Reproduce every line of the records below, including the requests, and offset each coordinate in the answers by adding 76 to it.
.....
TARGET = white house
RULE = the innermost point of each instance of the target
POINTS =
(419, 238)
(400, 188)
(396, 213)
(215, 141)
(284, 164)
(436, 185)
.....
- **RESPONSE TO THIS EXERCISE**
TARGET = white house
RULE = the innermost point of each instance of the target
POINTS =
(495, 314)
(476, 264)
(472, 289)
(291, 217)
(360, 240)
(512, 261)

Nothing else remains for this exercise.